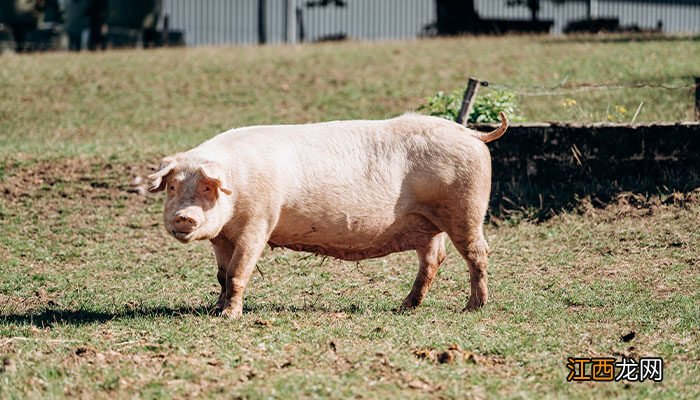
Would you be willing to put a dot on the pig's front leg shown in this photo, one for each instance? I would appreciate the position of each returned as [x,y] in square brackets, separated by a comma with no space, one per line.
[248,248]
[223,250]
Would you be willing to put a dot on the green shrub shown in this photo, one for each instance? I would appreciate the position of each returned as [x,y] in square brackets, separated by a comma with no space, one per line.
[485,109]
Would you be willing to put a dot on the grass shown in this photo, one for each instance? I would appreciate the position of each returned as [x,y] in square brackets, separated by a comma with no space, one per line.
[97,301]
[125,101]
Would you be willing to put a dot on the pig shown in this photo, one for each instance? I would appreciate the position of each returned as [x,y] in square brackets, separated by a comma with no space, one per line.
[352,190]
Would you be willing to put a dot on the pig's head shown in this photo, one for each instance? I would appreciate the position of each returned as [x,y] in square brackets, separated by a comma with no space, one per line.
[199,201]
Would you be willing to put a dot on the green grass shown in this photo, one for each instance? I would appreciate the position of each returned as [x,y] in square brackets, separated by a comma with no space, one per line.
[127,101]
[97,301]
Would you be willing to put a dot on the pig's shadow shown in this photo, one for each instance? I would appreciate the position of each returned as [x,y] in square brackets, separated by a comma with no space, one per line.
[51,317]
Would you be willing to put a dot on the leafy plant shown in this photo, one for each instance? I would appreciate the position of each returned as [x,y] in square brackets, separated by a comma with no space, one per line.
[485,109]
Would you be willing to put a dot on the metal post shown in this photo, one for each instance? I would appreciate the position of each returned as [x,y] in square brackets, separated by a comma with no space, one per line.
[262,21]
[592,9]
[697,98]
[468,100]
[291,21]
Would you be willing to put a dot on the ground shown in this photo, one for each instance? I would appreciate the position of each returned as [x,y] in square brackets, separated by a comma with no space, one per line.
[96,300]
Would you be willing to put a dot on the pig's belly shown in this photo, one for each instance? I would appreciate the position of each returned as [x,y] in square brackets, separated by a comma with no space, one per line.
[353,238]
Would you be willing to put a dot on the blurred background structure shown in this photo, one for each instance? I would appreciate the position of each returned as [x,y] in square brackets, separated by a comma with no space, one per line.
[95,24]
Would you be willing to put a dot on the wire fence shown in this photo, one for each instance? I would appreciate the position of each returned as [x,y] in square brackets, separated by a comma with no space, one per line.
════════
### Prompt
Copy out the lines above unchanged. Skip the images.

### Answer to this task
Would you be willing to put a dot on the pig's front leg shown in this photo, one for each instance? I would appreciate the position of each returned as [x,y] in square brackets, separated by a comma with no space, one per line.
[248,248]
[223,250]
Would you be willing to put a dot on the green shrub shown in this photo, one for each instance? I would appreciate the position of each returned as [x,y] in square brackets, separated by a comma with no space, one per line.
[485,109]
Would you be willing to put a dot on the grass shown in this photo, one for each instance? I would appreciate the position of each returned as [x,y] in square brackets, separated by a comma with no space, one per line.
[97,301]
[125,101]
Would you be willing to put a dot on the pig shown in this photo, one for each instance? I would appreciate the position of each returned as [x,y] in square brackets, separated by a comma with no space, one per line.
[352,190]
Would you be willing to put a dot on the pig's head shown in this photo, one for each instance? I would appreciate the position of each returned as [x,y] in square brackets, separated by a comma with no space, one per line.
[199,201]
Would you be willing to put a dot on the green grass shown in this photo, one for each instance? I would appreciate the position of each returned as [x,y] in square brackets, separated by a comma with no space, one per line.
[127,101]
[97,301]
Would you be willing to put a dot on the pig's shadow shown in this photo, one for each instance? I would appreciate the position of each returned as [x,y] in square brackets, separated by a comma with no space, one per line.
[51,317]
Would you be willing to put a dot on the leafy plant shown in this photo, one for each instance? I would appreciate the position of each returned as [x,y] in square brackets, separated by a comma with no space, one per line.
[485,109]
Would you be willing to put a dot on the metal post shown in this photo, one for each instance? I would appreciate the position of each returned as [x,y] in square brackets, separated by a comma with no space, one per line.
[262,21]
[592,9]
[697,98]
[468,100]
[291,21]
Would you be willing to put a dot on the ground shown in this photo, one for each instance? I would appreciate the position of each returned as [x,y] in square brackets, separated by a comma with no space, one per line.
[96,300]
Would you be willing to put a dot on the pig's belly shown in this photo, one for each instance? I would appreciate the position of each returned as [x,y] in square brackets, separated by a comma with no space, one per line.
[353,238]
Would you be willing to put a dot on the blurred background structure shown in this photo, one for each instance? I would appreciate the position of each returned as [x,y] in square brackets, separated by a comma with no space, one per line.
[95,24]
Would you be willing to put a dot on the wire fence shown in this photo, one for each instance? I would appreciate the position of each returned as [x,y] in square brackets, separated by a comma with no space, one per line.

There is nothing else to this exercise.